### WHAT IS REQUIRED
In the stretch of the riddle text from "A riddle is" through "are internationally widespread.", change "puzzle" to "brainteaser" and write out that stretch again.
== TEXT
Riddle


A riddle is a statement, question, or phrase having a double or veiled meaning, put forth as a puzzle to be solved. Riddles are of two types: enigmas, which are problems generally expressed in metaphorical or allegorical language that require ingenuity and careful thinking for their solution, and conundra, which are questions relying for their effects on punning in either the question or the answer.
Archer Taylor says that "we can probably say that riddling is a universal art" and cites riddles from hundreds of different cultures including Finnish, Hungarian, American Indian, Chinese, Russian, Dutch, and Filipino sources amongst many others. Many riddles and riddle-themes are internationally widespread.
In the assessment of Elli Köngäs-Maranda, whereas myths serve to encode and establish social norms, "riddles make a point of playing with conceptual boundaries and crossing them for the intellectual pleasure of showing that things are not quite as stable as they seem" — though the point of doing so may still ultimately be to "play with boundaries, but ultimately to affirm them".
====
== EXCERPTED DATA
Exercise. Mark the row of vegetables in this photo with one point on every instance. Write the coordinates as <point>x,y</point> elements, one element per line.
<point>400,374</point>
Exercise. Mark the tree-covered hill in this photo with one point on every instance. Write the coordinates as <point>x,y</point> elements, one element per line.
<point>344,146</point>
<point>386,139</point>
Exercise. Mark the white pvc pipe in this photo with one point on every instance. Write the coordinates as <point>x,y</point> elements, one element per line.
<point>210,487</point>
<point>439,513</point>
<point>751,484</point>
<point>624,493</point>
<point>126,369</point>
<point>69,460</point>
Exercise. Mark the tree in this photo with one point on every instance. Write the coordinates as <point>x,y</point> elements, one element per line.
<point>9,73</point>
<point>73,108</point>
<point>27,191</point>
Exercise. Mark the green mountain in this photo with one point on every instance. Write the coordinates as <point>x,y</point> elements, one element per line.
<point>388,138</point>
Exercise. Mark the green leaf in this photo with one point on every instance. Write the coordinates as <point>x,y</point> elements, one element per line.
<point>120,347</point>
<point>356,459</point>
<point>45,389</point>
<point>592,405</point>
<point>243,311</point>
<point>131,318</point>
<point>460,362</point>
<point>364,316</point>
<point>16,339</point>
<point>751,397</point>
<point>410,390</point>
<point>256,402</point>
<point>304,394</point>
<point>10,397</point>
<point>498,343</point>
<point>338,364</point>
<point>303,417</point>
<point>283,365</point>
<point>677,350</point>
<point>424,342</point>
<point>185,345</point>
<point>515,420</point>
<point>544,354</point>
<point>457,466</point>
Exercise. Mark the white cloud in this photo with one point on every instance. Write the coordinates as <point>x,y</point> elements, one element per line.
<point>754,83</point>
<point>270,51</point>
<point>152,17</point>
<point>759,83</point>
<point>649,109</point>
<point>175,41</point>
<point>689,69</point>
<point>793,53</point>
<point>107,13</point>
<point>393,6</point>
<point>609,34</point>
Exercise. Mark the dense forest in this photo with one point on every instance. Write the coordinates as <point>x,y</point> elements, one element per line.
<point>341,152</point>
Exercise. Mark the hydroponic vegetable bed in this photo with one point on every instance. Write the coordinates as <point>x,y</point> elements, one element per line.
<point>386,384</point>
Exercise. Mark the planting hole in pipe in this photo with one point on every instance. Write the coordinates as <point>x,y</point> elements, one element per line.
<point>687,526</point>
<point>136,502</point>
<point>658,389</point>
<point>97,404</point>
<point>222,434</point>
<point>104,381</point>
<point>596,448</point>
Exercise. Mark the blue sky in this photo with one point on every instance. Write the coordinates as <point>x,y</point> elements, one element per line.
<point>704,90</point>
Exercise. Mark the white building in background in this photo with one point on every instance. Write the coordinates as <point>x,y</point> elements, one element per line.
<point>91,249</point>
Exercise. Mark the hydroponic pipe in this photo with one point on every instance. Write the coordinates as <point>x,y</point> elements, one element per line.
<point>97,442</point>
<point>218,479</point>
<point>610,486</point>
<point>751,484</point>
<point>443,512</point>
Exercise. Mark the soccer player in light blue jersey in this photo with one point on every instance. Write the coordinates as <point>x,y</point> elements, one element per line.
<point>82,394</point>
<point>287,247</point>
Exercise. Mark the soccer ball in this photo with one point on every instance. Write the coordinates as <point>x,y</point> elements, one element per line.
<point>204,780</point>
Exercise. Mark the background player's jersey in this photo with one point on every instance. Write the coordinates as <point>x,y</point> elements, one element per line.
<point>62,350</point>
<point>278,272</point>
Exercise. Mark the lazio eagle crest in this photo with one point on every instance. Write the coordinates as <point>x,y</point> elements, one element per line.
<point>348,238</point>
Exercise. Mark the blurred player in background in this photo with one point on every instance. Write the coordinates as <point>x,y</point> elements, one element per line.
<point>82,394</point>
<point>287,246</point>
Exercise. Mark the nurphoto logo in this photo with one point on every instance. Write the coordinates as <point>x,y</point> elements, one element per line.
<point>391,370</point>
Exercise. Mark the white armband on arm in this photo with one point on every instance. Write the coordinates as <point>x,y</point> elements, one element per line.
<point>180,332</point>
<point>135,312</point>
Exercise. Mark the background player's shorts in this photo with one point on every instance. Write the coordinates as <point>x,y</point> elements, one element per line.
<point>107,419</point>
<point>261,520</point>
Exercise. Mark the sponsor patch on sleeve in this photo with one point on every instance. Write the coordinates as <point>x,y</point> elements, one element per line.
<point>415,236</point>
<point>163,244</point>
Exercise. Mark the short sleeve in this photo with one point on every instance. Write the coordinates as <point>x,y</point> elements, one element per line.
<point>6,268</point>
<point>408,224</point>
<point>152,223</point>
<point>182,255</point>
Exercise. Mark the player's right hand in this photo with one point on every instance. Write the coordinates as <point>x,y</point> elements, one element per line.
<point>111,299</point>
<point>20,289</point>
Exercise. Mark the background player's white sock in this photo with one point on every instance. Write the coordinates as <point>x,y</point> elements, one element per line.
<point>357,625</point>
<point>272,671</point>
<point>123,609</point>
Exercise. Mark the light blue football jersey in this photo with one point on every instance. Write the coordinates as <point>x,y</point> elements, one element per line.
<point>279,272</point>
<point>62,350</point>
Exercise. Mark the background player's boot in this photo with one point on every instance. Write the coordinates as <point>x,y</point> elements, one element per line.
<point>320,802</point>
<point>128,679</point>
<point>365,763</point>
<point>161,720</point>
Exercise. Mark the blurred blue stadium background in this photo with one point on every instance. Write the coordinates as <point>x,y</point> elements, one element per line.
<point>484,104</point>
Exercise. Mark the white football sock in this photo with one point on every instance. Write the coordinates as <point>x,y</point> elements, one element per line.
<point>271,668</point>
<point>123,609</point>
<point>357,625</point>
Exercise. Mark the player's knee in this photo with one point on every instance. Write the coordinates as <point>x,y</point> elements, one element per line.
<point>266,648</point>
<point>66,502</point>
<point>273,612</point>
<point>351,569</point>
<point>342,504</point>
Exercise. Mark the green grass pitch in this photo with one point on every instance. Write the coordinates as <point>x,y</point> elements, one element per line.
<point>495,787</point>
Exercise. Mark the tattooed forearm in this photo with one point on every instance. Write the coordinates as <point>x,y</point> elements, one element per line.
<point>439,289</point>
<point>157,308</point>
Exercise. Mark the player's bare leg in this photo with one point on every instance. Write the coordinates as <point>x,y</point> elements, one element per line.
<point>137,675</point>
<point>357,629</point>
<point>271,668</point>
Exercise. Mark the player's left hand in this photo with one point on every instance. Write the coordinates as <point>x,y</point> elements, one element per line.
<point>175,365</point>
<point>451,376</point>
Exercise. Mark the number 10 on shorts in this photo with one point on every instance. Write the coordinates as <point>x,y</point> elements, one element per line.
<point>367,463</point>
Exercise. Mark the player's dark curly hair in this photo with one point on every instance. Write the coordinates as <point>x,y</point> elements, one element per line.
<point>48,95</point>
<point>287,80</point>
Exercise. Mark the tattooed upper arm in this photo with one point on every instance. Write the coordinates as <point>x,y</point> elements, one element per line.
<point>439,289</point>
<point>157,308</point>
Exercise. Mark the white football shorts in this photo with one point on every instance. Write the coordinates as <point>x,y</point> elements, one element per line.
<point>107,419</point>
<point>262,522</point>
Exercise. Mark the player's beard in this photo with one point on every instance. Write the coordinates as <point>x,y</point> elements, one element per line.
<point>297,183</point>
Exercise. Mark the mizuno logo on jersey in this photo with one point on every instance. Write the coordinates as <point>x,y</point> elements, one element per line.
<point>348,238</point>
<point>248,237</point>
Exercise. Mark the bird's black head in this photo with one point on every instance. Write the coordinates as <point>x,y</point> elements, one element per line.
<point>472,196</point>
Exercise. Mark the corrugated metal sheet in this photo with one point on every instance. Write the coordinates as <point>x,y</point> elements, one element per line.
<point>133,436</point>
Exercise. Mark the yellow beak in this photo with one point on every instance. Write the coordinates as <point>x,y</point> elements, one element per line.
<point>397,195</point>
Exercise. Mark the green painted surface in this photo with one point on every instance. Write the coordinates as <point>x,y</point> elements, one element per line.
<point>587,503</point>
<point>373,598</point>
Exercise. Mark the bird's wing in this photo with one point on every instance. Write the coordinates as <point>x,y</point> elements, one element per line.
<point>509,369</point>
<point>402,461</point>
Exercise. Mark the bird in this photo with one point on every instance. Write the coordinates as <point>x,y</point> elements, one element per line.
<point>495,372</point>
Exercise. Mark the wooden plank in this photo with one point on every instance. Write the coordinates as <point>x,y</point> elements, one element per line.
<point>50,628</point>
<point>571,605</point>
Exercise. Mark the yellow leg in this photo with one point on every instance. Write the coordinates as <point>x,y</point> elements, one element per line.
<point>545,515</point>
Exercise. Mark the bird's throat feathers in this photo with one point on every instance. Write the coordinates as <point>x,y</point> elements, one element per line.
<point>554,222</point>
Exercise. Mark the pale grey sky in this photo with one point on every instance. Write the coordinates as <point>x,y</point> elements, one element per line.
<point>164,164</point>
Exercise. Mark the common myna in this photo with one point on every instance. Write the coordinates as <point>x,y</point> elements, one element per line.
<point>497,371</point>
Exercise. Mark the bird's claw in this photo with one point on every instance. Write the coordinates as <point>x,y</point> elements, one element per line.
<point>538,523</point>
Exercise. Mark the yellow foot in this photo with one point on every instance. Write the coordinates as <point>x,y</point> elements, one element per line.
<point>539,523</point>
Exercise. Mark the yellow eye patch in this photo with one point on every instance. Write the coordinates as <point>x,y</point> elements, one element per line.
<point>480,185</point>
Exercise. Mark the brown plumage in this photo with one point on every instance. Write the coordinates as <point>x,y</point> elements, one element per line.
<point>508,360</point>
====
### FINAL RESULT
A riddle is a statement, question, or phrase having a double or veiled meaning, put forth as a brainteaser to be solved. Riddles are of two types: enigmas, which are problems generally expressed in metaphorical or allegorical language that require ingenuity and careful thinking for their solution, and conundra, which are questions relying for their effects on punning in either the question or the answer.
Archer Taylor says that "we can probably say that riddling is a universal art" and cites riddles from hundreds of different cultures including Finnish, Hungarian, American Indian, Chinese, Russian, Dutch, and Filipino sources amongst many others. Many riddles and riddle-themes are internationally widespread.